*** Texto fuente ***

NO ES PAÍS PARA VIEJOS (No Country for Old Men de Joel y Ethan Coen, 2007)

Que por una entrada de cine puedas ver dos películas no tiene que ser siempre necesariamente bueno. Con No Country for Old Men no lo ha sido. La sensación de haber visto dos filmes –uno bueno; el otro no- compite con esa otra de haber presenciado un intento loable, pero fallido, de originalidad.





Y es que la última cinta de los Coen comienza de forma brillante. Arranca como deben arrancar las obras importantes: con imágenes de ese país no apto para las personas –no sólo para las mayores-. Un descubrimiento da pie para que se desarrolle una acción más que correcta. La trama recuerda aquella excelente historia de Sam Raimi: Un Plan Sencillo (A Simple Plan, 1998); allí unos cuervos, tan negros como la cinta, contrastaban sobre la blanca nieve para no presagiar nada bueno. Aquí, la presentación del personaje principal (Bardem); el propio paisaje; la banda sonora, repleta de silencios, sólo rotos por el sonido del viento; o una amenazante nube, un cúmulo nimbo que nos avisa de lo que se avecina; todo ello nos sujeta firmemente a la butaca y nos dice que algo va a suceder; y no va a ser un cuento de hadas.

*** Ítems proporcionados ***

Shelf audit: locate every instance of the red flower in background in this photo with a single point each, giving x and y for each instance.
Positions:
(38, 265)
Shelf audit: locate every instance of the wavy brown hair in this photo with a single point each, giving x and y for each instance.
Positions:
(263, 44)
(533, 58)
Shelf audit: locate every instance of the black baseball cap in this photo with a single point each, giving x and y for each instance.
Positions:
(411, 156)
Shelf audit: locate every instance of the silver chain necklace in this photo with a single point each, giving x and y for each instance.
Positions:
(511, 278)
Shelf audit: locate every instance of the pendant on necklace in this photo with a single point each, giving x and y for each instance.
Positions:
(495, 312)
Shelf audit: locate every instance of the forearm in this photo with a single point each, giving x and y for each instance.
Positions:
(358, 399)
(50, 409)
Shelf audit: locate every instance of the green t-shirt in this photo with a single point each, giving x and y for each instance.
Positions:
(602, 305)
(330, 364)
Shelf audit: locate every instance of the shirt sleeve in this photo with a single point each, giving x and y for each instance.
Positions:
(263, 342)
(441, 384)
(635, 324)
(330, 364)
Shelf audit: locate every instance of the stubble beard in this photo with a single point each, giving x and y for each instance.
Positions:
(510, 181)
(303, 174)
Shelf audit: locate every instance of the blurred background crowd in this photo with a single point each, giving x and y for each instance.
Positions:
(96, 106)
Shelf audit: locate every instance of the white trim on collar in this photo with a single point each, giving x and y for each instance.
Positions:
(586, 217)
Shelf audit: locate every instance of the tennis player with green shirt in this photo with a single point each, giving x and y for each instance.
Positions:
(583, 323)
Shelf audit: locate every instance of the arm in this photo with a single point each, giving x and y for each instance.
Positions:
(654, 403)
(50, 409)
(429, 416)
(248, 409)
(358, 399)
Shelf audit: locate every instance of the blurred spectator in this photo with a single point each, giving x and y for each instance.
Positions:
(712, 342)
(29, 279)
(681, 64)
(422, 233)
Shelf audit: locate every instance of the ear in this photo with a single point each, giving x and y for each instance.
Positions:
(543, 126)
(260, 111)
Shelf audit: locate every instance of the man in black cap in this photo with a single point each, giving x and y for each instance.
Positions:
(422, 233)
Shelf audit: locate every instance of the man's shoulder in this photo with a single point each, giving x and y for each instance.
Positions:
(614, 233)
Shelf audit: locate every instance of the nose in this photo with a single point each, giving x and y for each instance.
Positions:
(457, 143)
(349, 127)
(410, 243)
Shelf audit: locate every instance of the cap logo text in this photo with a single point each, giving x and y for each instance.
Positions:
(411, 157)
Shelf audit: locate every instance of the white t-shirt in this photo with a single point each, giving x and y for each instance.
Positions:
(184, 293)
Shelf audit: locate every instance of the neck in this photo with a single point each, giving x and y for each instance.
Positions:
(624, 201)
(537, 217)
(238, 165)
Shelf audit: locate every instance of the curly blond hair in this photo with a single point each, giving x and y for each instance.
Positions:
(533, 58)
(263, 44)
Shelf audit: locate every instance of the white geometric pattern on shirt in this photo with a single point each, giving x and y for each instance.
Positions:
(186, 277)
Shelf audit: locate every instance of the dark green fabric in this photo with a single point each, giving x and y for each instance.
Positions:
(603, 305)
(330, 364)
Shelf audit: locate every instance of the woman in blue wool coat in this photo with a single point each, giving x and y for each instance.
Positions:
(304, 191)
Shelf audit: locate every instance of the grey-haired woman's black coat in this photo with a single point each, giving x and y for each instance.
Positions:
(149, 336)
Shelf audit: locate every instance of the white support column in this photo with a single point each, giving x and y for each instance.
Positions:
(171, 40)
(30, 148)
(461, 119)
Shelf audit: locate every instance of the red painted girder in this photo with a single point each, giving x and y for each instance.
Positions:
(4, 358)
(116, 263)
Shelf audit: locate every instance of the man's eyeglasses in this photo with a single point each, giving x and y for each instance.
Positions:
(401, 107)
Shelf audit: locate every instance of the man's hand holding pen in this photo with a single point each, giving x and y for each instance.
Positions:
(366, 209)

***

**Qué se pide:** Según la reseña de No es país para viejos, ¿qué película de Sam Raimi recuerda la trama?

**Respuesta:** Un plan sencillo (A Simple Plan, 1998).